Items from a data source
-------

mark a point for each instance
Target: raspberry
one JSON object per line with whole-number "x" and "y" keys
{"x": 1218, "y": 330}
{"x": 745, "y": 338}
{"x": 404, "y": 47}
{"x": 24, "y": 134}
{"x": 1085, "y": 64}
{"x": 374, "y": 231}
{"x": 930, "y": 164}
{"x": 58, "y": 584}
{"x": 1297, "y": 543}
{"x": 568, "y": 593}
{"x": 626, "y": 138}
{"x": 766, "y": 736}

-------

(WHAT NEEDS TO BE DONE): Each line of the data should be given back exactly.

(EXERCISE ANSWER):
mark a point for each instance
Target: raspberry
one JSON object per line with whole-number "x" and "y" keys
{"x": 1218, "y": 330}
{"x": 745, "y": 338}
{"x": 404, "y": 47}
{"x": 24, "y": 134}
{"x": 1085, "y": 64}
{"x": 374, "y": 231}
{"x": 930, "y": 164}
{"x": 58, "y": 584}
{"x": 1297, "y": 543}
{"x": 568, "y": 593}
{"x": 626, "y": 138}
{"x": 766, "y": 736}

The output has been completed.